##### The data #####
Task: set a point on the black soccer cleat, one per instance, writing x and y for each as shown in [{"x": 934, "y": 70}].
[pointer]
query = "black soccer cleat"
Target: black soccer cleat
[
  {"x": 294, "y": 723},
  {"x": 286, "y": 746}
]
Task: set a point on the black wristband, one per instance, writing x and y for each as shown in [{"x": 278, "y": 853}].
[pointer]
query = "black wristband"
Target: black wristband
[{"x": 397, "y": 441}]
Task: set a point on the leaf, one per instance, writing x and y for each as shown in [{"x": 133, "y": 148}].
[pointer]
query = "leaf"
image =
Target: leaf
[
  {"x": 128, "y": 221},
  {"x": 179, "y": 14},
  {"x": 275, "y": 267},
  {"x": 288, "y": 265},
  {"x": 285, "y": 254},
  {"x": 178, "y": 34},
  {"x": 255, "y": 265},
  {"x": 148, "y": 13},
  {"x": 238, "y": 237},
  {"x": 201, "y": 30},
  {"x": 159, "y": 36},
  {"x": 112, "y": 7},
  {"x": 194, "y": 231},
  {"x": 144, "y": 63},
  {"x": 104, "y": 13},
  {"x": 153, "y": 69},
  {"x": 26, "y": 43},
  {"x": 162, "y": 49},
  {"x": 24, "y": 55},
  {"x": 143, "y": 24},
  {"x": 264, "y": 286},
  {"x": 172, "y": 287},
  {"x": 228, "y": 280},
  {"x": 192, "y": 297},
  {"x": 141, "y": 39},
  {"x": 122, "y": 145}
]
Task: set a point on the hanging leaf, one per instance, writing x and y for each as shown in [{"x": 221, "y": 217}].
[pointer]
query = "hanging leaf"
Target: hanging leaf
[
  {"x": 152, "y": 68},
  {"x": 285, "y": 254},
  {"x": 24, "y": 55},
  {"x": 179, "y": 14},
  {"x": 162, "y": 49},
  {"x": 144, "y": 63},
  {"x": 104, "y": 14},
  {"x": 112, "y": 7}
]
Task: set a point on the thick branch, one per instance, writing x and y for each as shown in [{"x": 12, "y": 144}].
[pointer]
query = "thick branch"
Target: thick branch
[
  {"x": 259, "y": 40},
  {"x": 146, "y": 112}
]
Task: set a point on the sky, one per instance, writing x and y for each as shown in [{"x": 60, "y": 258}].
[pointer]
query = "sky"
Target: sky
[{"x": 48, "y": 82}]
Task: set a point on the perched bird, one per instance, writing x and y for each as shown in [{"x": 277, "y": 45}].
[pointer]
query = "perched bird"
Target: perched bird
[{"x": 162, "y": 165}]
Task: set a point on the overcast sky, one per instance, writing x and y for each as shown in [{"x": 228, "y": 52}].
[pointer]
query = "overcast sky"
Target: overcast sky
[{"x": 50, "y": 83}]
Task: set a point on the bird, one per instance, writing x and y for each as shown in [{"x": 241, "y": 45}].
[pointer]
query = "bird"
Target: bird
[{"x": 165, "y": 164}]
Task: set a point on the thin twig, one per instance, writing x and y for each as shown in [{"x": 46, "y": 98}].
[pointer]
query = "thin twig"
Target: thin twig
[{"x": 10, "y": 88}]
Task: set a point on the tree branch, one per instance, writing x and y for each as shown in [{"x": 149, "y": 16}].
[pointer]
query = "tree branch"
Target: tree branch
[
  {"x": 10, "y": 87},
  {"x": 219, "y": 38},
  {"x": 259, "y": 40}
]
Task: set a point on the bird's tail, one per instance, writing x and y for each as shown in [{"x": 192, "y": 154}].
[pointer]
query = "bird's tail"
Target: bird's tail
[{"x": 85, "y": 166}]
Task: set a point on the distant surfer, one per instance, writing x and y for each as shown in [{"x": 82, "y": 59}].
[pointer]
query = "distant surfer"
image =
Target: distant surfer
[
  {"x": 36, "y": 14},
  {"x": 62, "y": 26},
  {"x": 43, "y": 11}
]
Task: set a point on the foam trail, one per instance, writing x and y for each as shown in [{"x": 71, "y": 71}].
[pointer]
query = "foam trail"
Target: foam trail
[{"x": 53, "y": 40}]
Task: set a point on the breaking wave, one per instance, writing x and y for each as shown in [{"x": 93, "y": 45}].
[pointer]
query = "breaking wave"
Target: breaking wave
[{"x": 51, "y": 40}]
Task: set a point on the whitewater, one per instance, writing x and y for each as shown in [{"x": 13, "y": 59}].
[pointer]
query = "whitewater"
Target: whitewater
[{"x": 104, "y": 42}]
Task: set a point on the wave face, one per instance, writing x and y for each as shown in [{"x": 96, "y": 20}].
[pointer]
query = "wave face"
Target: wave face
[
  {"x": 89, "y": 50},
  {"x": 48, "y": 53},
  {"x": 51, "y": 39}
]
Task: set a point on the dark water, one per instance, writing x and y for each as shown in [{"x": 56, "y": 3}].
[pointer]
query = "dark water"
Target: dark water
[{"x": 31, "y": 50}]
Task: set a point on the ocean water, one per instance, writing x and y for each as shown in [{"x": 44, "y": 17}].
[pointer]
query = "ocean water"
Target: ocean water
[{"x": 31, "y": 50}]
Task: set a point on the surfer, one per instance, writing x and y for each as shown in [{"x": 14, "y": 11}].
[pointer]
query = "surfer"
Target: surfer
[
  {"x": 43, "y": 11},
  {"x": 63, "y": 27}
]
#####
Your answer is the line containing "Task: set a point on the distant" plus every line after it through the end of the entries, given again exactly and alone.

### [Result for this task]
Task: set a point on the distant surfer, one per instance, writing x and y for each as shown in [{"x": 82, "y": 59}].
[pointer]
query = "distant surfer"
image =
Target: distant surfer
[
  {"x": 36, "y": 14},
  {"x": 62, "y": 26},
  {"x": 43, "y": 11}
]
Task: set a point on the foam trail, one per instance, writing x and y for each as shown in [{"x": 71, "y": 71}].
[pointer]
query = "foam trail"
Target: foam trail
[{"x": 53, "y": 40}]
Task: set a point on the breaking wave, one per instance, writing x and y for each as shown in [{"x": 93, "y": 45}].
[pointer]
query = "breaking wave"
Target: breaking wave
[{"x": 51, "y": 40}]
Task: set a point on the whitewater, one per instance, writing x and y for each as shown in [{"x": 13, "y": 59}].
[pointer]
query = "whitewater"
Target: whitewater
[{"x": 104, "y": 42}]
Task: set a point on the wave face, one per instance, writing x and y for each as shown in [{"x": 96, "y": 20}].
[pointer]
query = "wave face"
Target: wave face
[
  {"x": 89, "y": 50},
  {"x": 48, "y": 53},
  {"x": 51, "y": 39}
]
Task: set a point on the dark water, one per instance, writing x and y for each as shown in [{"x": 56, "y": 3}].
[pointer]
query = "dark water"
Target: dark water
[{"x": 31, "y": 50}]
Task: set a point on the ocean water, one per instance, writing x and y for each as shown in [{"x": 44, "y": 17}].
[pointer]
query = "ocean water"
Target: ocean water
[{"x": 31, "y": 50}]
Task: set a point on the surfer, one per instance, writing x and y for each as shown in [{"x": 14, "y": 11}].
[pointer]
query = "surfer"
Target: surfer
[
  {"x": 43, "y": 11},
  {"x": 63, "y": 27}
]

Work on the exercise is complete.